Please write out the listing exactly, with nothing altered.

----- Record set -----

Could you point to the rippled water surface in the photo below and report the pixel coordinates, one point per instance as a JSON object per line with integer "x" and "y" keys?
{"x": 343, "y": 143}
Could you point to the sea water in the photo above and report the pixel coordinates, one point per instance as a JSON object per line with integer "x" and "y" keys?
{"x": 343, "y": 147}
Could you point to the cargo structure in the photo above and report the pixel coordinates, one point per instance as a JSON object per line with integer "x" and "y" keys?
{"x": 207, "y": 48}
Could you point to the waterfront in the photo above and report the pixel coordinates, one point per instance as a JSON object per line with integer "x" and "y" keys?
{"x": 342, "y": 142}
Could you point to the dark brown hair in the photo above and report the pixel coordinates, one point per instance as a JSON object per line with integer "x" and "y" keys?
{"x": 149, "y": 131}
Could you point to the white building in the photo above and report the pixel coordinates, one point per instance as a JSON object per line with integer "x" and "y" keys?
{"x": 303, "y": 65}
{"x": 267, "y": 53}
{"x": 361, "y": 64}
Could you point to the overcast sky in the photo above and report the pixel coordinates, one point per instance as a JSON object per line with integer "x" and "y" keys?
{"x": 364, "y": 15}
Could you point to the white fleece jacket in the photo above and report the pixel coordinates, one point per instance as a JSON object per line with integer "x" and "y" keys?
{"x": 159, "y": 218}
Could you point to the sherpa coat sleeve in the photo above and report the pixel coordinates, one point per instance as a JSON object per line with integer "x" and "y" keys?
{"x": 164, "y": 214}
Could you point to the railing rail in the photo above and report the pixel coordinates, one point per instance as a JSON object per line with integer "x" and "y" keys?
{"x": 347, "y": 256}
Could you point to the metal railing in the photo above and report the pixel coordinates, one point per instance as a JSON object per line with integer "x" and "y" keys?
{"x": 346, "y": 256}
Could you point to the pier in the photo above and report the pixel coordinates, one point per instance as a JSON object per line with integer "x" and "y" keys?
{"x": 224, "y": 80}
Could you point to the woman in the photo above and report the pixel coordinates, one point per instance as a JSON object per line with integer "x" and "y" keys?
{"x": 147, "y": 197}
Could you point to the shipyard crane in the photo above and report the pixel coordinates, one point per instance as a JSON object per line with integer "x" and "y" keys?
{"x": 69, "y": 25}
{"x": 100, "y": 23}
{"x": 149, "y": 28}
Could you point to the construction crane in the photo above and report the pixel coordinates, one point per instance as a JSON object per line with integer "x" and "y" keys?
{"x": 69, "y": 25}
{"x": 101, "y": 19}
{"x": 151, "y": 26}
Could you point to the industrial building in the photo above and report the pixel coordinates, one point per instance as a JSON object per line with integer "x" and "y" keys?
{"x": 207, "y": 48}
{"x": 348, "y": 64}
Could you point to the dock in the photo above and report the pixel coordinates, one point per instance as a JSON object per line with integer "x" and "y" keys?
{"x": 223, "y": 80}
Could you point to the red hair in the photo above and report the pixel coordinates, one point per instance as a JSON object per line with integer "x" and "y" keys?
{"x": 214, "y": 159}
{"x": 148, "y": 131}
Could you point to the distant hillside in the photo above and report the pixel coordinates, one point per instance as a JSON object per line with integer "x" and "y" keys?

-----

__Response to the exercise__.
Could you point to the rippled water surface in the photo below and report the pixel coordinates, one point per instance as a JSON object per line with integer "x" and "y" keys?
{"x": 343, "y": 143}
Could you point to the sea water in the photo above and report the pixel coordinates, one point per instance as a JSON object per line with integer "x" and "y" keys?
{"x": 343, "y": 147}
Could you point to the cargo structure in the photo above and report the pixel coordinates, one point per instance as a JSON object per line with integer "x" and "y" keys?
{"x": 207, "y": 48}
Could you point to the waterfront in the photo above and report the pixel coordinates, one point per instance as a JSON object per line with integer "x" and "y" keys?
{"x": 342, "y": 142}
Could you point to the dark brown hair in the photo above and report the pixel coordinates, one point per instance as a JSON object per line with integer "x" and "y" keys?
{"x": 149, "y": 131}
Could you point to the white building in the photo above and report the pixel coordinates, one point per instance as a JSON object per line with integer "x" and "y" keys?
{"x": 303, "y": 65}
{"x": 267, "y": 53}
{"x": 361, "y": 64}
Could you point to the overcast sky in the photo above and report the pixel coordinates, one point per instance as a JSON object per line with integer "x" and "y" keys?
{"x": 364, "y": 15}
Could you point to the white fleece jacket in the photo above and report the pixel coordinates, one point per instance as a JSON object per line with integer "x" and "y" keys?
{"x": 159, "y": 218}
Could you point to the sherpa coat sleeve in the photo above and report the pixel coordinates, one point per instance as a JSON object per line with integer "x" and "y" keys?
{"x": 164, "y": 214}
Could you point to the railing rail in the photo above and report the pixel coordinates, one point per instance as a JSON object per line with integer "x" and "y" keys?
{"x": 347, "y": 256}
Could you point to the metal railing in the photo above and report the pixel coordinates, one point per instance as a JSON object per line with integer "x" and "y" keys?
{"x": 346, "y": 256}
Could you point to the pier in the photo above and report the pixel coordinates, one point per instance as a JSON object per line with integer "x" and "y" keys?
{"x": 224, "y": 80}
Could you point to the woman in the photo above and report the pixel coordinates, one point per instance as a JSON object per line with integer "x" and "y" keys?
{"x": 147, "y": 197}
Could you point to the shipyard crane in the photo above and report the pixel coordinates, one point per instance as a JSON object per line with integer "x" and "y" keys?
{"x": 69, "y": 25}
{"x": 100, "y": 23}
{"x": 149, "y": 28}
Could you point to the construction crane in the photo above and report the pixel coordinates, one point per instance as a JSON object per line with integer "x" and "y" keys?
{"x": 69, "y": 25}
{"x": 101, "y": 19}
{"x": 151, "y": 26}
Could you point to the industrial building in the photo above and report the pixel coordinates, one point per instance as a JSON object per line with integer "x" and "y" keys?
{"x": 207, "y": 48}
{"x": 348, "y": 64}
Could you point to the dock in the photo above and report the pixel coordinates, one point per instance as a JSON object per line with integer "x" and "y" keys?
{"x": 223, "y": 80}
Could you point to the red hair in the photo above and report the pixel coordinates, one point per instance as a JSON object per line with integer "x" and "y" keys?
{"x": 214, "y": 159}
{"x": 148, "y": 131}
Could you point to the distant hillside in the photo above and report the pixel coordinates, one point per instance as a JSON object per line with integer "x" and "y" keys?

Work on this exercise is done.